#### [Data for this task]

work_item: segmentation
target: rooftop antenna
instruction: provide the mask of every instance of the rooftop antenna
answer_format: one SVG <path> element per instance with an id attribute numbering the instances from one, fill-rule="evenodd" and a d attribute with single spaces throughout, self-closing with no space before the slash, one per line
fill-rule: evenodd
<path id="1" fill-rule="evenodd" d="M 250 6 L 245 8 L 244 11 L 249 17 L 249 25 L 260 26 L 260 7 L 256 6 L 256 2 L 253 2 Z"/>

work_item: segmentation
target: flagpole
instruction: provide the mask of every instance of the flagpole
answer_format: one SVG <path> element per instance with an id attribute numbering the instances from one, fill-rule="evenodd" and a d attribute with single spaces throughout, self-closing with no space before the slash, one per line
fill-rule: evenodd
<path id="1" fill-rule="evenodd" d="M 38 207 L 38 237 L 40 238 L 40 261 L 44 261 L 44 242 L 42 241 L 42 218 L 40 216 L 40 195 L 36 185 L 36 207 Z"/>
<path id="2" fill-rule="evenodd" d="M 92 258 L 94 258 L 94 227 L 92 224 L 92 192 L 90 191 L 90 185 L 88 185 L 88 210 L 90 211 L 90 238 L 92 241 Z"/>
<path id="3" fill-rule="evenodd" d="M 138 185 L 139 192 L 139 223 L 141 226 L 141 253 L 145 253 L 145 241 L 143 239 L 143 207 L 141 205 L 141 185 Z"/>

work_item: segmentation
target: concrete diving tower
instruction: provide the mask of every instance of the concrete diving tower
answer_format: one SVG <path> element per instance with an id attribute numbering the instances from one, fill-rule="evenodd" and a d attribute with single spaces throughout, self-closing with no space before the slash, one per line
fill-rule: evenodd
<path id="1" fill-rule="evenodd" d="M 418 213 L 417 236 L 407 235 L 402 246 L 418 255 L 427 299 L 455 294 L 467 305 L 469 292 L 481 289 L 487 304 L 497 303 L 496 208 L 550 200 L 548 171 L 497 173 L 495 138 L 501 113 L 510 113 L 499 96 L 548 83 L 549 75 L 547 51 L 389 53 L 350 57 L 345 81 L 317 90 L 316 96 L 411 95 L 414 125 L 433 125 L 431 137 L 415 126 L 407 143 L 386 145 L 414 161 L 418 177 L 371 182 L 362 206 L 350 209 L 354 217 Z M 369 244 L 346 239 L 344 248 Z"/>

#### [What needs to be done]
The answer must contain every line of the material, unchanged.

#### [Response to the task]
work_item: segmentation
target: rooftop antenna
instruction: provide the mask of every instance of the rooftop antenna
answer_format: one SVG <path> element per instance with an id attribute numbering the instances from one, fill-rule="evenodd" and a d attribute with single spaces throughout, self-closing with no space before the slash, one per line
fill-rule: evenodd
<path id="1" fill-rule="evenodd" d="M 250 6 L 245 8 L 244 11 L 249 17 L 249 25 L 260 26 L 260 7 L 256 6 L 256 2 L 253 2 Z"/>

work_item: segmentation
target: flagpole
instruction: provide the mask of every instance of the flagpole
answer_format: one SVG <path> element per instance with an id attribute numbering the instances from one, fill-rule="evenodd" and a d attribute with single spaces throughout, self-closing with no space before the slash, one per line
fill-rule: evenodd
<path id="1" fill-rule="evenodd" d="M 38 207 L 38 237 L 40 238 L 40 261 L 44 261 L 44 242 L 42 241 L 42 218 L 40 216 L 40 195 L 36 185 L 36 207 Z"/>
<path id="2" fill-rule="evenodd" d="M 92 258 L 94 258 L 94 227 L 92 224 L 92 192 L 90 191 L 90 185 L 88 185 L 88 210 L 90 211 L 90 238 L 92 241 Z"/>
<path id="3" fill-rule="evenodd" d="M 138 185 L 139 192 L 139 223 L 141 226 L 141 253 L 145 253 L 145 241 L 143 239 L 143 207 L 141 205 L 141 185 Z"/>

work_item: segmentation
target: concrete diving tower
instruction: provide the mask of every instance of the concrete diving tower
answer_format: one SVG <path> element per instance with an id attribute numbering the instances from one, fill-rule="evenodd" and a d attribute with single spaces throughout, self-closing with no space before the slash, one per line
fill-rule: evenodd
<path id="1" fill-rule="evenodd" d="M 418 213 L 417 236 L 407 235 L 402 246 L 418 255 L 427 299 L 455 294 L 467 305 L 469 292 L 481 289 L 487 304 L 497 303 L 496 208 L 550 200 L 548 171 L 497 173 L 495 138 L 501 113 L 510 113 L 499 96 L 548 83 L 549 75 L 547 51 L 389 53 L 350 57 L 345 81 L 317 90 L 316 96 L 411 95 L 414 125 L 433 125 L 431 137 L 415 126 L 407 143 L 386 145 L 414 161 L 418 177 L 371 182 L 362 206 L 350 209 L 354 217 Z M 369 244 L 346 239 L 344 248 Z"/>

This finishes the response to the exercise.